> _Do this_:
Copy out the lines from the one containing "In this exercise you will label the sidewalk" through the end of the listing, with the request included. Scale each answer coordinate by multiplying it by 1.6 and rounding to a whole number, rounding halves up.
--
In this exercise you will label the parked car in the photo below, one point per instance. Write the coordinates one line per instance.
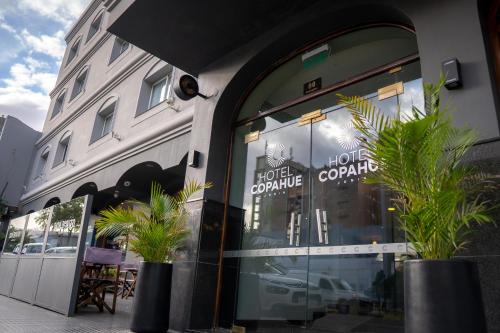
(32, 248)
(61, 249)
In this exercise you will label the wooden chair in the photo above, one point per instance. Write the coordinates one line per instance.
(94, 280)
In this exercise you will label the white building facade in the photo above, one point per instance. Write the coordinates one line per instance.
(112, 109)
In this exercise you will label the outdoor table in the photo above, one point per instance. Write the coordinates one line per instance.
(94, 281)
(128, 283)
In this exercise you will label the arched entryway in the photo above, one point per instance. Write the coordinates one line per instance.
(313, 247)
(53, 201)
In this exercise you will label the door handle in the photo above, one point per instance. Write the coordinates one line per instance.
(294, 229)
(322, 225)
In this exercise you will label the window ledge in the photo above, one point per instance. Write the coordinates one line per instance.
(100, 141)
(52, 118)
(77, 97)
(162, 106)
(59, 165)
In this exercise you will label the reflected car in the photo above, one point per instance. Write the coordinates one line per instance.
(32, 248)
(17, 249)
(284, 294)
(340, 295)
(61, 249)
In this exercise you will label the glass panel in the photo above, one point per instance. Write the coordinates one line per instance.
(409, 75)
(14, 236)
(35, 232)
(273, 192)
(358, 293)
(65, 227)
(334, 61)
(360, 283)
(158, 92)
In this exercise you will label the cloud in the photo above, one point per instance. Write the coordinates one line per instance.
(24, 104)
(32, 33)
(25, 92)
(53, 46)
(62, 11)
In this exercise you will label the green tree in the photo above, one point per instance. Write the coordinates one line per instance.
(155, 229)
(420, 158)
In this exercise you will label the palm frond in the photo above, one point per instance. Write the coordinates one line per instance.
(156, 229)
(421, 160)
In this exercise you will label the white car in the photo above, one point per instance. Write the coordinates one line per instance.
(61, 249)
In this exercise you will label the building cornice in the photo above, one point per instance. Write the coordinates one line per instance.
(79, 64)
(97, 96)
(178, 126)
(81, 20)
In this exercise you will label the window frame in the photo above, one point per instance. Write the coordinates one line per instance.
(62, 149)
(73, 51)
(91, 33)
(58, 105)
(104, 117)
(84, 73)
(118, 49)
(165, 79)
(44, 156)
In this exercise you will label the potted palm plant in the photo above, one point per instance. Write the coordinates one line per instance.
(438, 198)
(156, 230)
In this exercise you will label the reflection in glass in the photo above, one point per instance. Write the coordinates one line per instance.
(35, 232)
(273, 289)
(358, 293)
(14, 236)
(65, 227)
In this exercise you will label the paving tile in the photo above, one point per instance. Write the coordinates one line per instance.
(20, 317)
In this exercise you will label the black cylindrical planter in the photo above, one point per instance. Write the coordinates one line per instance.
(151, 308)
(443, 296)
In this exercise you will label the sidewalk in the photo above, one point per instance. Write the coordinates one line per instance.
(20, 317)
--
> _Response below_:
In this exercise you will label the sidewalk in the photo above, one point per instance. Write the coordinates one line per instance.
(32, 507)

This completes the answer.